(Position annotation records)

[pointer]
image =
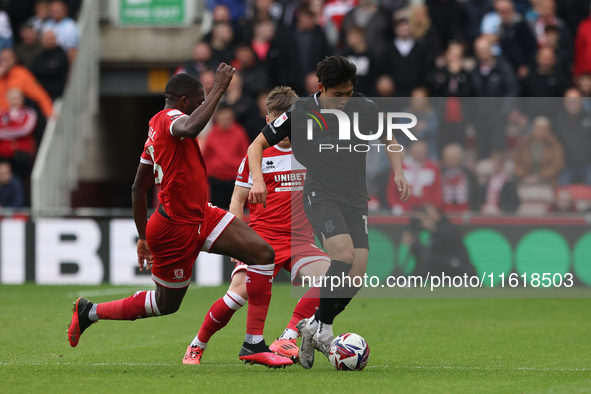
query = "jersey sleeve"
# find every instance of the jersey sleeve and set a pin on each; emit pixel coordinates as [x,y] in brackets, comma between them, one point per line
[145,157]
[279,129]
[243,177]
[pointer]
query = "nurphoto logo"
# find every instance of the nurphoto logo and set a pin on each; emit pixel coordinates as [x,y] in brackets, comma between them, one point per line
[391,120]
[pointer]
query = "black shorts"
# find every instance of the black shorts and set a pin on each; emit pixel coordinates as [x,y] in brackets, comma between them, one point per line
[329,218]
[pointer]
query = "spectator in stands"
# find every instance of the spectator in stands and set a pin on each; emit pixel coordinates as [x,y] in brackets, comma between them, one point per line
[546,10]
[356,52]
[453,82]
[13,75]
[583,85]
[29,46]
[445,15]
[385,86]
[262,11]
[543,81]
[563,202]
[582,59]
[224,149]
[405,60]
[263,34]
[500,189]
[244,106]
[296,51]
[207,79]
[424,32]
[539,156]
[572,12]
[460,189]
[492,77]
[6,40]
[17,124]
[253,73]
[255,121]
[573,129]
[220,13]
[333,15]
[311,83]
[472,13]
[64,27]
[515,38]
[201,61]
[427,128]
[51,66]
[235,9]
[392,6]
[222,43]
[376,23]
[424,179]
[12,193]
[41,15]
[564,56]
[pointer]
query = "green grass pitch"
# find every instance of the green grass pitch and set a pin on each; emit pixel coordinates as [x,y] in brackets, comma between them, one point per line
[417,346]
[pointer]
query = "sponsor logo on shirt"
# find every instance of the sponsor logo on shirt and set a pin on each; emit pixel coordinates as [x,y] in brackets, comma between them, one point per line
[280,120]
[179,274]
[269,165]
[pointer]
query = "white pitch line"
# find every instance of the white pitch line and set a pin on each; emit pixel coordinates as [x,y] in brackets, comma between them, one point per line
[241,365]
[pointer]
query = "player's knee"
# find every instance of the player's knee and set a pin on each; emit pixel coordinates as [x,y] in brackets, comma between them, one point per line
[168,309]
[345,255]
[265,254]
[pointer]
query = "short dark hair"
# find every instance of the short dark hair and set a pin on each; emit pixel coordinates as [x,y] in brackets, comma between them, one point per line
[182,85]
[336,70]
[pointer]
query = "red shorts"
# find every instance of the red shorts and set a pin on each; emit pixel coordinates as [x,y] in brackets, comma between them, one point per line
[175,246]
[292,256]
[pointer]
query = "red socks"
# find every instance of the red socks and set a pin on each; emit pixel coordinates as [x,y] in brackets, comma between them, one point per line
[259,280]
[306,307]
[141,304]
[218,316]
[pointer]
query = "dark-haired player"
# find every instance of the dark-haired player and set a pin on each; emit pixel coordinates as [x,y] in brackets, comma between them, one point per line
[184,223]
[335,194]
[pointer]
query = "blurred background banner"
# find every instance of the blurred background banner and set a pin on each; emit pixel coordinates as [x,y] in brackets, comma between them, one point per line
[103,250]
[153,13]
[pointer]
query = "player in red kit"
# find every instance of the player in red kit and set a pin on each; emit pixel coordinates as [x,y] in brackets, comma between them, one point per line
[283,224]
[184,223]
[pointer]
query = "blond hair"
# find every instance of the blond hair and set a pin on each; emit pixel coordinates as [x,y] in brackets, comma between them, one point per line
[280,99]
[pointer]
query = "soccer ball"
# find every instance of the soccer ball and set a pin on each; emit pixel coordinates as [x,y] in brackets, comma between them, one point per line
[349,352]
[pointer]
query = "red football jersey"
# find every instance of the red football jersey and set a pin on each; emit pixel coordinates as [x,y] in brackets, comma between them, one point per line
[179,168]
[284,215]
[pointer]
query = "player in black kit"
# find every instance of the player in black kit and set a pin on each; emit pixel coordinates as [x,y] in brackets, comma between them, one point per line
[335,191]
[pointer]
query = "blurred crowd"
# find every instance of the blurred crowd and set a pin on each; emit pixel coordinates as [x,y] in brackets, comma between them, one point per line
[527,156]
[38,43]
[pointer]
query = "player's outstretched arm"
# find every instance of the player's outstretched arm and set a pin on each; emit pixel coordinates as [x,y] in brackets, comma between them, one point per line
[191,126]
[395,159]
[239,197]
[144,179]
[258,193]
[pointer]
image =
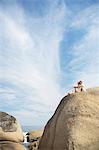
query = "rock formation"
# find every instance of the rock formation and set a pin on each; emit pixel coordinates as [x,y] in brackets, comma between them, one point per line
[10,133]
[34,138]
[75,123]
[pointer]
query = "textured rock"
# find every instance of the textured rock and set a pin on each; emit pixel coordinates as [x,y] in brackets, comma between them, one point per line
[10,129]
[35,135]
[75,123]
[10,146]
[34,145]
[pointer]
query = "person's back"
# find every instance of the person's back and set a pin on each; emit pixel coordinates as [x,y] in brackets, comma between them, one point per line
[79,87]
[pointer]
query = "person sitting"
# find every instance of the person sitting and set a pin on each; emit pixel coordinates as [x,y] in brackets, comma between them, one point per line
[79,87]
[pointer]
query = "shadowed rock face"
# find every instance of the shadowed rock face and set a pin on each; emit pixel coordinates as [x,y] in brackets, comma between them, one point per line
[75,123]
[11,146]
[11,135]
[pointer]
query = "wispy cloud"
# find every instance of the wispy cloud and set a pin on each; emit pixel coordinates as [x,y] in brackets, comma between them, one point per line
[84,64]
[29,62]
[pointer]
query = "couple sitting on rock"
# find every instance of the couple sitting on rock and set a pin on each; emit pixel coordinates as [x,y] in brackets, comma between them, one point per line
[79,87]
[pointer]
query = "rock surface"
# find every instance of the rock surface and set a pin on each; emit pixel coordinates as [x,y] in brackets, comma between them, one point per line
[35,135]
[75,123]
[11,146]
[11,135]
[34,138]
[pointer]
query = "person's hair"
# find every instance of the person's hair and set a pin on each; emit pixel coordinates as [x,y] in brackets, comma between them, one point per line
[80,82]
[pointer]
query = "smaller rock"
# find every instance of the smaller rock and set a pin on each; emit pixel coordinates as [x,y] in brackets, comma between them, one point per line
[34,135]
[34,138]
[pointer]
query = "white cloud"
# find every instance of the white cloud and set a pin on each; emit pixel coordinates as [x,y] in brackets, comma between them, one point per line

:: BRIEF ::
With the pictures left out, transcribe the material exactly.

:: RESULT OF THIS TASK ::
[pointer]
image =
query = "jersey sleeve"
# find every instance of the jersey sleeve and set a pin on each; emit pixel coordinates as [x,y] in brackets, comma between them, one point per line
[145,157]
[279,129]
[243,177]
[pointer]
query = "nurphoto logo"
# find every instance of the nurphoto logo and set a pin on each; emit pixel coordinates as [x,y] in brackets, comma between them, one point per line
[391,120]
[pointer]
query = "black shorts"
# find every instance of the black shorts and set a pin on each; emit pixel coordinates as [x,y] in brackets, comma between them, one point per line
[329,218]
[pointer]
query = "spectator in stands"
# find every instance of the spectator in stands and set a pin on each; emit pixel coordinates as [x,y] in brackets, comma between them, one point per line
[546,10]
[356,52]
[453,82]
[13,75]
[583,85]
[29,46]
[445,15]
[385,86]
[262,11]
[543,81]
[563,202]
[582,59]
[224,149]
[405,60]
[263,34]
[500,189]
[244,106]
[296,51]
[207,79]
[424,32]
[539,156]
[572,12]
[460,189]
[492,77]
[6,40]
[17,124]
[253,73]
[255,121]
[573,129]
[220,13]
[333,15]
[311,83]
[472,13]
[64,27]
[515,38]
[201,61]
[427,128]
[51,66]
[235,9]
[392,6]
[222,43]
[376,23]
[424,179]
[12,193]
[41,15]
[564,56]
[pointer]
query = "green grass pitch"
# find every instance of the green grass pitch and set a pin on each; emit pixel coordinates as [x,y] in brackets, comma between them, one point per line
[417,346]
[pointer]
query = "sponsor logo on shirt"
# find every instance of the sponsor logo on shirt and set a pin on each; emit pixel coordinates as [x,y] in brackets, comma between them, one point per line
[280,120]
[179,274]
[269,165]
[pointer]
query = "white pitch line"
# find every instance of the white pitch line and set a pin on each; emit pixel coordinates as [x,y] in brackets, comma between them, one point per line
[241,365]
[pointer]
query = "player's knee"
# find every instance of the player's knee and set a pin on each; emit pixel coordinates as [x,y] in brackets, comma between them, one point per line
[168,309]
[345,255]
[265,254]
[pointer]
query = "short dark hair"
# find every instance of the short dark hair and set a pin on each; emit pixel coordinates as [x,y] in brackets, comma between them, one point per line
[182,85]
[336,70]
[pointer]
query = "red shorts"
# find every instance of the red shorts and set a pin on each; emit pixel coordinates as [x,y] in brackets, comma between them, one point per line
[175,246]
[292,256]
[pointer]
query = "red socks"
# find every instance of the red socks and set a pin on each; emit pixel coordinates as [x,y] in brackets, comma between them, one point per line
[259,280]
[306,307]
[141,304]
[218,316]
[pointer]
query = "dark-haired player"
# find every instance of the dark-haired player and set a pin on each; emit pixel coordinates as [x,y] in brackets, comma between them, one point per line
[184,223]
[335,194]
[pointer]
query = "blurred background banner"
# find every instance of the blurred background banner and set a pin on each; emit pixel coordinates as [x,y] in brackets, comma between them, one point per line
[103,250]
[153,13]
[pointer]
query = "player in red kit"
# find every instance of the player in red kit and set a pin on each; emit pixel coordinates as [x,y] in brackets, comma between them, one point per line
[283,224]
[184,223]
[pointer]
query = "blond hair"
# find every instance of the blond hair and set a pin on each; emit pixel coordinates as [x,y] in brackets, comma between them, one point per line
[280,99]
[pointer]
query = "soccer ball"
# find every instance of the soccer ball and set a pin on each; emit pixel coordinates as [x,y] in brackets, comma between them, one point per line
[349,352]
[pointer]
query = "red football jersey"
# find every instance of the red football jersey and set a pin on each; emit pixel coordinates as [x,y] in brackets, comma between them, one point per line
[179,168]
[284,215]
[pointer]
query = "player in black kit"
# find every instance of the player in black kit and set a pin on each; emit pixel coordinates as [x,y] in brackets, comma between them, one point per line
[335,191]
[pointer]
query = "blurred crowd"
# find every instance of the blurred crowd and set a pin on each; emit pixel coordinates as [x,y] in brackets, comma between them, one point per line
[527,156]
[38,43]
[pointer]
query = "player's outstretched arm"
# find every instance of the player's outstretched arm and set a pin on each; emit pixel coordinates as [x,y] in brackets, comma between them, one point per line
[191,126]
[395,159]
[239,197]
[144,179]
[258,193]
[pointer]
image =
query = "rock formation"
# find every instance of the rock formation and set a pin on each; emit pixel coordinates as [x,y] in brackets, comma between them, one point per line
[10,133]
[34,138]
[75,123]
[pointer]
query = "textured rock"
# find every instance of the textured rock and set a pin on each; emit pixel coordinates as [x,y] in brackets, comma between them, one point per line
[10,129]
[35,135]
[75,123]
[10,146]
[34,145]
[pointer]
query = "person's back"
# find every instance of the person's back and set a pin on each; emit pixel coordinates as [x,y] in brackets, comma between them, one point per line
[79,87]
[pointer]
query = "person sitting"
# find every instance of the person sitting and set a pin on each; emit pixel coordinates as [x,y] in brackets, comma between them, one point per line
[79,87]
[pointer]
query = "shadowed rock face"
# find every instance of the shadowed rock face and set a pin on each; emit pixel coordinates as [x,y] in brackets, comma between them, one point per line
[75,123]
[11,146]
[11,135]
[pointer]
query = "wispy cloud"
# find every instance of the wispy cloud and set a pin on each; emit pixel coordinates as [x,y] in brackets, comma between them, one point per line
[84,64]
[29,62]
[pointer]
query = "couple sitting on rock"
# find every instance of the couple sitting on rock and set a pin on each; emit pixel coordinates as [x,y] in brackets, comma between them, one point per line
[79,87]
[pointer]
query = "rock surface"
# find every instance of the rock surface and set a pin on each; emit pixel coordinates as [x,y] in brackets, comma between them, one point per line
[35,135]
[75,123]
[11,146]
[11,135]
[34,138]
[pointer]
query = "person's hair"
# find every instance of the person's hair and set a pin on each; emit pixel coordinates as [x,y] in brackets, comma between them, one point per line
[80,82]
[pointer]
query = "smaller rock"
# find every instance of the smaller rock and set a pin on each; emit pixel coordinates as [x,y] in brackets, comma between them, one point per line
[34,135]
[34,138]
[pointer]
query = "white cloud"
# find every instance of the white cloud and set a pin on each; emit pixel coordinates as [x,y] in brackets, comma between them, one point per line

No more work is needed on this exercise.